In another part of the same retirement community, Linda and their kids are sorting through the couple’s belongings as they prepare for Linda to join Ted in the high level assisted living center. Linda had been a smoker all her life and after the development of emphysema stopped smoking 10 years ago. Unfortunately 80 pack years of smoking (40 years of smoking 2 packs a day) took its toll on her lungs. She has a constant hacking cough and audible wheezes with each respiration. Her face is covered in deep wrinkles especially surrounding her mouth accompanied by her raspy voice as she gasps for air in her tiny apartment. Her emphysema necessitates both a portable oxygen unit for day trips with her kids and a larger unit at her bedside. Between the emphysema and heart problems, she has to sleep with her oxygen on in a sitting up position or she experiences a worsening cough and heart palpitations. She curses those “damn cigarettes” daily. Her daily regimen includes taking seven medications and frequents visits to her cardiologist, pulmologist, and internist. She can no longer cook or take a bath unassisted. She is just too tired and out of breath all the time. Sally will follow Ted within 12 months of his death. Although good savers all their life, their health problems bankrupted both their quality of life and bank accounts.

## Excerpted records
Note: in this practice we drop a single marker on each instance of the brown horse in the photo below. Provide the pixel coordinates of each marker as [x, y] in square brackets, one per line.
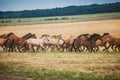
[10, 41]
[90, 42]
[113, 41]
[103, 41]
[78, 42]
[19, 42]
[68, 43]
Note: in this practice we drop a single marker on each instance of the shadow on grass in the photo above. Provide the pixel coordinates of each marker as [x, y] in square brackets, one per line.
[23, 73]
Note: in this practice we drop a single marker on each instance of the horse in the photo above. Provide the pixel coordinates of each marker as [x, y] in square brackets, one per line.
[78, 42]
[68, 43]
[31, 43]
[55, 42]
[114, 42]
[103, 41]
[10, 41]
[19, 42]
[2, 41]
[90, 42]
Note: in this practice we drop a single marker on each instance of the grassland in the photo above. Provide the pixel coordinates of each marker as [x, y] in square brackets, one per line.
[56, 65]
[59, 19]
[60, 66]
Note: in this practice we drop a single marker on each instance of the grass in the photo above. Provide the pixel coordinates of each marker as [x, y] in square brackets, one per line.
[60, 66]
[59, 19]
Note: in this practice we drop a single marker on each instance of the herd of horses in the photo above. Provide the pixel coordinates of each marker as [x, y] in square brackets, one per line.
[84, 42]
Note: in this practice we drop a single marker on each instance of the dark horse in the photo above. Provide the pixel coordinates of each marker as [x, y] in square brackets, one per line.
[3, 39]
[78, 42]
[10, 41]
[114, 42]
[90, 43]
[19, 42]
[87, 41]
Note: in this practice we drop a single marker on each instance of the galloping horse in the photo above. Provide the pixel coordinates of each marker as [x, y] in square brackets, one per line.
[78, 42]
[19, 42]
[10, 41]
[90, 42]
[2, 41]
[68, 43]
[55, 42]
[113, 41]
[31, 43]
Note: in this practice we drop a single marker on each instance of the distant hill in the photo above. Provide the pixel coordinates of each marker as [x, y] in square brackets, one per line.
[65, 11]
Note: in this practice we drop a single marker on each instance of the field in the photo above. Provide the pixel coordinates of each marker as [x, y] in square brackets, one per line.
[59, 19]
[65, 65]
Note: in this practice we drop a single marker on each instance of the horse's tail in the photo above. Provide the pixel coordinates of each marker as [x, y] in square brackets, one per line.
[73, 45]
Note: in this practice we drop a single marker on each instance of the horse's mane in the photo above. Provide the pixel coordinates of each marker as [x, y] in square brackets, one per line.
[83, 35]
[93, 36]
[9, 34]
[105, 34]
[27, 35]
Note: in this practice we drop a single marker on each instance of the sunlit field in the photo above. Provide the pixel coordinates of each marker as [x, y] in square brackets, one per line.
[57, 66]
[61, 65]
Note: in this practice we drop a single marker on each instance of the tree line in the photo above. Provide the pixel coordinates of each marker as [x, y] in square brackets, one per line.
[65, 11]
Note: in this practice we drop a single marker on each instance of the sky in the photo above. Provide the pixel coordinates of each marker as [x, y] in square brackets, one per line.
[17, 5]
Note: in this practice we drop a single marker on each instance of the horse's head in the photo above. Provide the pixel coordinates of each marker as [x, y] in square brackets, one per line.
[33, 36]
[3, 35]
[106, 36]
[95, 37]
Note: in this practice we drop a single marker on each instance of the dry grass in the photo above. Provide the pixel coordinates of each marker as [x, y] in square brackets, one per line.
[98, 63]
[102, 64]
[67, 29]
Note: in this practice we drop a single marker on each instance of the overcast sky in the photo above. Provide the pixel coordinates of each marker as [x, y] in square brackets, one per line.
[16, 5]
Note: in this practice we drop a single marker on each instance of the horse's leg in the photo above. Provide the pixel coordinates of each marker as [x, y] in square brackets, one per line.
[105, 48]
[119, 49]
[33, 48]
[113, 47]
[109, 47]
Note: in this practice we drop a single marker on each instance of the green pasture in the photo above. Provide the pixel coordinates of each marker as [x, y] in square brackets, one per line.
[60, 66]
[59, 19]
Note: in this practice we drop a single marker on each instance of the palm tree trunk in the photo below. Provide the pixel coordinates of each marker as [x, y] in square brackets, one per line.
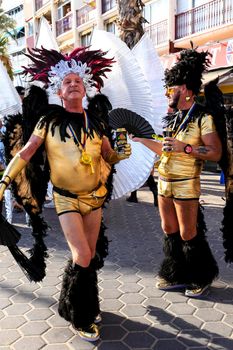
[130, 21]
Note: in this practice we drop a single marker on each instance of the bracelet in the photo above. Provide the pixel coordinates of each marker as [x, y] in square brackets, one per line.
[4, 182]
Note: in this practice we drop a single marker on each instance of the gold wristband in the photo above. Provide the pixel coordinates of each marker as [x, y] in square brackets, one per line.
[13, 169]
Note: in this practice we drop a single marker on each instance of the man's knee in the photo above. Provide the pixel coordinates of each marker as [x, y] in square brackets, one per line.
[188, 234]
[83, 259]
[168, 228]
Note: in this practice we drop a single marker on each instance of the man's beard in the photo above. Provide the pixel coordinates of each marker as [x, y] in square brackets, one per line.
[174, 103]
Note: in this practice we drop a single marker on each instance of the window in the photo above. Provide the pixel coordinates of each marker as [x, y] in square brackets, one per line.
[30, 29]
[86, 39]
[111, 27]
[63, 10]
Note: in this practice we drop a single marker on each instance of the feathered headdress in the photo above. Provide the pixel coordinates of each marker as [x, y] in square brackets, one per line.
[51, 66]
[188, 69]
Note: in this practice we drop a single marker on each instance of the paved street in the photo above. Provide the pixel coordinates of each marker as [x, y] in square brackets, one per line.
[135, 314]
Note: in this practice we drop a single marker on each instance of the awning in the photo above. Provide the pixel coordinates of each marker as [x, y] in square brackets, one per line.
[66, 43]
[15, 31]
[225, 76]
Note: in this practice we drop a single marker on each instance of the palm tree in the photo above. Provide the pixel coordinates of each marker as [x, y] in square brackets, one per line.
[7, 28]
[130, 21]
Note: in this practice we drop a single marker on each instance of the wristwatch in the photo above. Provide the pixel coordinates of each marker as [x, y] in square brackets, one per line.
[188, 149]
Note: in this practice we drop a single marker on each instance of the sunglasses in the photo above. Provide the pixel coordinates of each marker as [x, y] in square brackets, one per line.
[170, 91]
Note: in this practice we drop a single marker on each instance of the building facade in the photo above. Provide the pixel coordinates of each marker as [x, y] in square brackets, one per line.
[171, 24]
[17, 46]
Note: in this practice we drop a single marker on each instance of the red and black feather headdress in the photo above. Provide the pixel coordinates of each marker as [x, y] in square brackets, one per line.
[51, 66]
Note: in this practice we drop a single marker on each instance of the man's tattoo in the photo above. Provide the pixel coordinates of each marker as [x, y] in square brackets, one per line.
[202, 150]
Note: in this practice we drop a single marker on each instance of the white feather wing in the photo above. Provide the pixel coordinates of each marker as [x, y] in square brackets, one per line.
[149, 61]
[126, 87]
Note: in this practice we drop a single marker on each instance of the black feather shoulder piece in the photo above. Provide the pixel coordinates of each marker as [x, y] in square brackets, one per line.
[30, 186]
[223, 120]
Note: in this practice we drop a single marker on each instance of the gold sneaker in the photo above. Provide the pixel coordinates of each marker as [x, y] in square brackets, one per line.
[89, 333]
[98, 319]
[162, 284]
[194, 290]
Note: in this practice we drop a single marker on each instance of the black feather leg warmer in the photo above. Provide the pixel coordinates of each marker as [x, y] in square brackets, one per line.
[79, 301]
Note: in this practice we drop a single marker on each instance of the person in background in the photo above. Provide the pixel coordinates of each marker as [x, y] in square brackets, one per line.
[152, 184]
[189, 139]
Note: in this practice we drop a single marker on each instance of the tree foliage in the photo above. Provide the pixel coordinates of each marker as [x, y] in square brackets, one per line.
[7, 29]
[130, 21]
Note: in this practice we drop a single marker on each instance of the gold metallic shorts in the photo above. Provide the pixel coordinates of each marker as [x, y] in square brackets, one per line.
[179, 188]
[66, 202]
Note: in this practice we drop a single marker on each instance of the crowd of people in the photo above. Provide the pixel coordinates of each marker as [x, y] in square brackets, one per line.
[79, 140]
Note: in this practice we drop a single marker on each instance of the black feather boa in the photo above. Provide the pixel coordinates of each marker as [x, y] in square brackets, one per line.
[30, 186]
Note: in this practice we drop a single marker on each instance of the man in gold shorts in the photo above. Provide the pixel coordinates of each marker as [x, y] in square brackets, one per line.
[80, 156]
[189, 139]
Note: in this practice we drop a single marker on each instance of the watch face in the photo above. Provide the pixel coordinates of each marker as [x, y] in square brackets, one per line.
[188, 149]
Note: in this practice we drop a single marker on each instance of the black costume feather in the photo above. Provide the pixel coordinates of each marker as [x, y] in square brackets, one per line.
[30, 186]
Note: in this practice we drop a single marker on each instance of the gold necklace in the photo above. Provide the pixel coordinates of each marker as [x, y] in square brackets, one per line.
[86, 158]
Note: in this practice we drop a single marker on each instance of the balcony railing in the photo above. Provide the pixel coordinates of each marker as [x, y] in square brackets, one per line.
[158, 32]
[40, 3]
[64, 24]
[212, 14]
[83, 15]
[17, 44]
[108, 5]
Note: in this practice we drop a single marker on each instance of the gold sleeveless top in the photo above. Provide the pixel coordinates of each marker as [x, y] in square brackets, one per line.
[66, 170]
[181, 165]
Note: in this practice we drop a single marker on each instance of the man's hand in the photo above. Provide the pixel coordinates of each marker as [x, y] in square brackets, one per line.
[127, 152]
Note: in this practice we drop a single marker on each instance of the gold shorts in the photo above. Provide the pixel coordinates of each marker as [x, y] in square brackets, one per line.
[82, 204]
[179, 188]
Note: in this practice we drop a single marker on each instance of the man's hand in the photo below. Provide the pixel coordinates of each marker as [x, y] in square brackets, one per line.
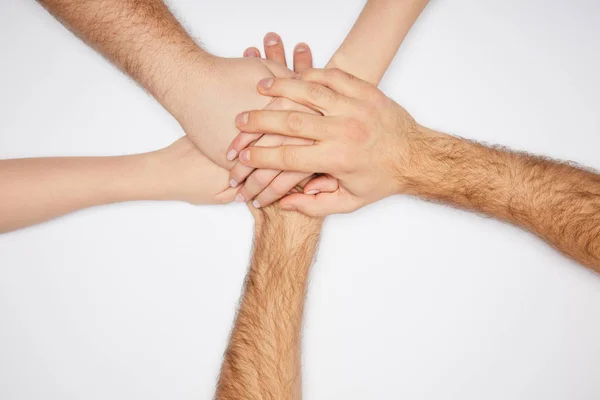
[143, 38]
[267, 186]
[376, 149]
[363, 140]
[181, 172]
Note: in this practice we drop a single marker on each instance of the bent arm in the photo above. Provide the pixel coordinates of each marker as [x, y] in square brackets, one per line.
[373, 41]
[39, 189]
[35, 190]
[557, 201]
[263, 358]
[141, 37]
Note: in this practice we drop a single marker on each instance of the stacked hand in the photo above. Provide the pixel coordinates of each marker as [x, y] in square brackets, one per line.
[363, 139]
[267, 185]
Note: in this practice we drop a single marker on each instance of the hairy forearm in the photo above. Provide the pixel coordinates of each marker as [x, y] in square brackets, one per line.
[39, 189]
[141, 37]
[557, 201]
[371, 45]
[263, 356]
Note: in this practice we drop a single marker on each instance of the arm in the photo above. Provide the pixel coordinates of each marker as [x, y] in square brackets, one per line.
[375, 149]
[263, 359]
[373, 41]
[144, 39]
[38, 189]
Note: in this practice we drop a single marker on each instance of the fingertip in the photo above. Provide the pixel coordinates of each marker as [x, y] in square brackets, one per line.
[245, 156]
[271, 39]
[252, 52]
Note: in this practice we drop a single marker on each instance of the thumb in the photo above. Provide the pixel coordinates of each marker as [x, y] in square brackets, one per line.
[321, 184]
[317, 206]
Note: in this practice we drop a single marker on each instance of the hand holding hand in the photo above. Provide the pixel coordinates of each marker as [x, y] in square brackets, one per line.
[266, 186]
[364, 139]
[181, 172]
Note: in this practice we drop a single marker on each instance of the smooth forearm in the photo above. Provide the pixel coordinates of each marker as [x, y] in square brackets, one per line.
[557, 201]
[263, 356]
[371, 45]
[38, 189]
[141, 37]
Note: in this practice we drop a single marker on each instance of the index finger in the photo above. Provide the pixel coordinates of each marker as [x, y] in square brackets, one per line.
[286, 158]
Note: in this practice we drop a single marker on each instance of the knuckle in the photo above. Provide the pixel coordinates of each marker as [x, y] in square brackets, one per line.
[355, 130]
[319, 93]
[279, 188]
[261, 179]
[295, 121]
[289, 158]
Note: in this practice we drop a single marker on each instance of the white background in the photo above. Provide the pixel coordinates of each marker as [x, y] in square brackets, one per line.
[407, 300]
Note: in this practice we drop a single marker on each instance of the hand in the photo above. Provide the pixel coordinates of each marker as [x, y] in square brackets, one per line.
[206, 102]
[266, 186]
[183, 173]
[364, 139]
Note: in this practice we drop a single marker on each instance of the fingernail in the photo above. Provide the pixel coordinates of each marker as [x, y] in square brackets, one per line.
[266, 83]
[231, 154]
[271, 39]
[242, 118]
[245, 155]
[250, 53]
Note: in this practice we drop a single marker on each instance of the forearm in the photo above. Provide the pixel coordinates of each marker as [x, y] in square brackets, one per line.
[38, 189]
[141, 37]
[557, 201]
[371, 45]
[263, 356]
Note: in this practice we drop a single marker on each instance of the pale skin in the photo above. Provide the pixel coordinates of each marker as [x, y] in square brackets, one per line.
[366, 52]
[371, 148]
[39, 189]
[145, 40]
[263, 357]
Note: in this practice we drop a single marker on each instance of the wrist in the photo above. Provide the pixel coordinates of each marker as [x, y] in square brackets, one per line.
[290, 228]
[192, 65]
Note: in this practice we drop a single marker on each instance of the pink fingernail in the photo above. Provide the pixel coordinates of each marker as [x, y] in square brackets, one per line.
[266, 83]
[242, 118]
[245, 155]
[271, 39]
[231, 154]
[251, 53]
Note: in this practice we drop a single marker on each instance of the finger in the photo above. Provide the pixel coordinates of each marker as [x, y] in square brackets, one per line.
[256, 183]
[240, 142]
[302, 57]
[240, 172]
[252, 52]
[286, 158]
[320, 205]
[283, 184]
[226, 196]
[311, 94]
[341, 82]
[274, 48]
[321, 184]
[288, 123]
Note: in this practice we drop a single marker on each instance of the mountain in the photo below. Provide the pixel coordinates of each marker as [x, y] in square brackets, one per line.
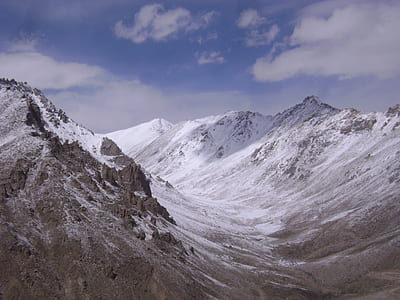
[133, 139]
[300, 205]
[306, 199]
[77, 216]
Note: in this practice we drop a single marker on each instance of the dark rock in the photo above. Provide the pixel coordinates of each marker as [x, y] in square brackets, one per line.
[108, 147]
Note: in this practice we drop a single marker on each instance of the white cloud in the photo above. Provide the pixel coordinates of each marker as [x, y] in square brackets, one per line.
[351, 39]
[153, 22]
[259, 37]
[250, 18]
[45, 72]
[209, 57]
[210, 36]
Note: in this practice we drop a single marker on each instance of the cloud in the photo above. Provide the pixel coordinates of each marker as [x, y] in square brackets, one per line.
[350, 39]
[210, 36]
[24, 63]
[153, 22]
[259, 38]
[250, 18]
[209, 57]
[126, 103]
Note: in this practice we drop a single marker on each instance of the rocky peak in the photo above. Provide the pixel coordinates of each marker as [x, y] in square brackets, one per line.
[309, 108]
[393, 111]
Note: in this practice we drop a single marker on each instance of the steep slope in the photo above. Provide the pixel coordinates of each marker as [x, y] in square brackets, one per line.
[77, 219]
[134, 139]
[189, 145]
[314, 196]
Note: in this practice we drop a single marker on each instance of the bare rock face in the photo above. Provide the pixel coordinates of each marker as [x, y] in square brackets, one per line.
[108, 147]
[71, 226]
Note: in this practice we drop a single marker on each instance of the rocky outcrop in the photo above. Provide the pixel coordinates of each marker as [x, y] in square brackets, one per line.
[72, 227]
[108, 147]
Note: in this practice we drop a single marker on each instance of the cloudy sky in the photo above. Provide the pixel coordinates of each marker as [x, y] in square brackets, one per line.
[112, 64]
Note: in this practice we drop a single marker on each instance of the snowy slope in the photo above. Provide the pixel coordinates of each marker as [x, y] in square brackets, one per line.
[134, 139]
[299, 189]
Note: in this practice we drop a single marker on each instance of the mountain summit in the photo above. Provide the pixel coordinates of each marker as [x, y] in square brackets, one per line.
[300, 205]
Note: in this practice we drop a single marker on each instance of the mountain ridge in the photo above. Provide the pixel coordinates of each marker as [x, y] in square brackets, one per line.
[302, 208]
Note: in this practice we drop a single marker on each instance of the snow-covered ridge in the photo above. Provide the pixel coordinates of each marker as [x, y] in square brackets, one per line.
[132, 140]
[55, 120]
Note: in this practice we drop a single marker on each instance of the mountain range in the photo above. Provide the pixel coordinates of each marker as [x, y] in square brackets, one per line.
[300, 205]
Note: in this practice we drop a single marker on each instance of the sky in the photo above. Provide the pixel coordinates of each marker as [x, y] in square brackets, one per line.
[113, 64]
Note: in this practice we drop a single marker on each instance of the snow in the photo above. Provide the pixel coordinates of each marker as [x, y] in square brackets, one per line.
[298, 167]
[133, 139]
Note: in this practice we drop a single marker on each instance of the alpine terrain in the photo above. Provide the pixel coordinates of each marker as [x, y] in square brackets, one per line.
[301, 205]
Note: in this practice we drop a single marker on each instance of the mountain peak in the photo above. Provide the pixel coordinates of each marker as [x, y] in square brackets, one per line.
[309, 108]
[312, 100]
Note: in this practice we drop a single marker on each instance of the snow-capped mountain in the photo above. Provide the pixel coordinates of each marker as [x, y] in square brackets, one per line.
[77, 216]
[313, 190]
[134, 139]
[300, 205]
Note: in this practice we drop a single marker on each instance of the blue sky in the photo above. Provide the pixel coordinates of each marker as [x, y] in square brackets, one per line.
[115, 64]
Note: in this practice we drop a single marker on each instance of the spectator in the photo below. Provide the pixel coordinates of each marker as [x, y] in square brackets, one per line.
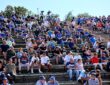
[98, 75]
[10, 67]
[28, 43]
[95, 60]
[45, 62]
[70, 68]
[4, 47]
[24, 62]
[2, 68]
[3, 79]
[68, 57]
[104, 61]
[41, 81]
[108, 66]
[35, 63]
[93, 80]
[79, 69]
[19, 53]
[53, 81]
[11, 53]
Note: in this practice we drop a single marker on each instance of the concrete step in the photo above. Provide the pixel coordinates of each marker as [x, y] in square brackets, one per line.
[20, 46]
[105, 82]
[60, 76]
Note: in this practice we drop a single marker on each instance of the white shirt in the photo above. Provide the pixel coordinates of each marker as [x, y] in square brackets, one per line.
[28, 44]
[67, 58]
[76, 57]
[93, 82]
[108, 44]
[44, 60]
[33, 59]
[80, 66]
[10, 43]
[52, 35]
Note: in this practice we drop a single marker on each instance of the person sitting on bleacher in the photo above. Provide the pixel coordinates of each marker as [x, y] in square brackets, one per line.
[53, 81]
[68, 56]
[45, 62]
[19, 53]
[24, 62]
[95, 60]
[70, 68]
[93, 80]
[29, 43]
[35, 63]
[41, 81]
[4, 47]
[79, 68]
[11, 53]
[104, 60]
[108, 66]
[76, 57]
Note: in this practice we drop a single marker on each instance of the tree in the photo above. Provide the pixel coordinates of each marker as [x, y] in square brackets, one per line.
[8, 11]
[69, 16]
[84, 15]
[55, 15]
[20, 11]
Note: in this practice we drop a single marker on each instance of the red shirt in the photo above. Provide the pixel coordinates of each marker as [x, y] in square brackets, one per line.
[94, 60]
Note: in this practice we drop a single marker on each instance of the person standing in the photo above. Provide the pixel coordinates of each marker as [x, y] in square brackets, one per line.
[41, 81]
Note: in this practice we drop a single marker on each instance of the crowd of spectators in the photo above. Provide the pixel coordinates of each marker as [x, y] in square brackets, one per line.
[50, 40]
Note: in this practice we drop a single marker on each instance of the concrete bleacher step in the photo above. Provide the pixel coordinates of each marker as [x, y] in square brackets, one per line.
[20, 45]
[59, 76]
[105, 82]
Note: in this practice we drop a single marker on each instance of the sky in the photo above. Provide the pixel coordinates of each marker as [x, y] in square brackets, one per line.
[62, 7]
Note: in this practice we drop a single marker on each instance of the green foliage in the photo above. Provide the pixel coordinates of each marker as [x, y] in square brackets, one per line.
[21, 11]
[84, 15]
[8, 11]
[55, 15]
[69, 16]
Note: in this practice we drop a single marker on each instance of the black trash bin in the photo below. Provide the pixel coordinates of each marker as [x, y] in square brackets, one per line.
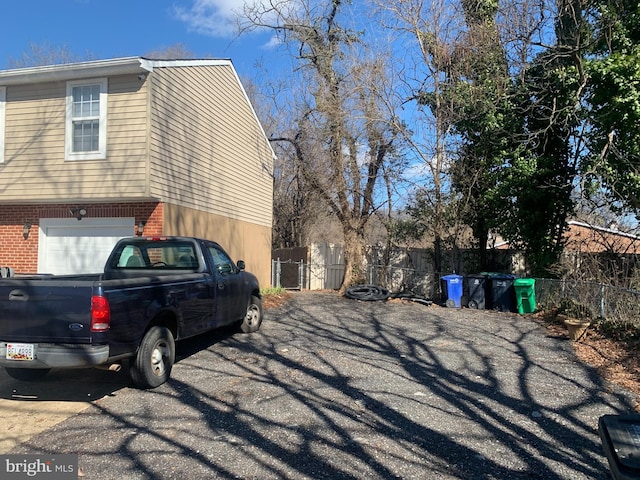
[477, 291]
[503, 294]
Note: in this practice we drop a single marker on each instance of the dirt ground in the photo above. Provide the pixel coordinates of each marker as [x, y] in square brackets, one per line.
[617, 362]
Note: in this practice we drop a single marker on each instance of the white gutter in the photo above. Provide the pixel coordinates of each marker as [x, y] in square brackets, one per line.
[69, 71]
[96, 68]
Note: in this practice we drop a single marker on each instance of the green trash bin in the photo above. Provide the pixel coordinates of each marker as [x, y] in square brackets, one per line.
[525, 294]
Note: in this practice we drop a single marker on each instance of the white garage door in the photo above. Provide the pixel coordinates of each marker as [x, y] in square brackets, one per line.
[69, 246]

## Questions to answer
1. According to the passage about Linda's emphysema, how many medications does her daily regimen include?
2. Carry on writing the passage about Linda's emphysema, starting right after its final sentence.

## List of answers
1. Seven medications.

2.
Couple number two, Heather and Jack, live in the same house they have called home for over 40 years. They have lived their lives using the “upgraded” approach, which meant in their mid-50s they added good health as a goal for the rest of their lives. To reach that goal, they had to change their lifestyle, acquire a new set of habits.

Jack just celebrated his 79th birthday. Jack loves life. He is a deacon at their church, leads a men’s group on Wednesday mornings at the local coffee shop and walks three miles daily with his wife Heather. Heather and Jack cherish their 50 plus years together. Each morning as they walk, they catch up on their plans for the day, discuss the grandchildren and talk about various projects they are working on. Heather reminds Jack they need to decide if they are returning to the same small village in Mexico for their volunteer vacation next year. Heather has already talked to their granddaughter about house and pet sitting while out of the country. After their walk, Heather, who just turned 75 years old takes care of the dog, two cats and the household parrot. Later today, they are scheduled for visiting pet nursing home rounds at a retirement home with Winston the parrot and Carmella, their fat orange tabby cat. The staff and residents look forward to their biweekly visits. Jack and Heather bring a sparkly presence and a new story or two about the animal mischief in their household each visit.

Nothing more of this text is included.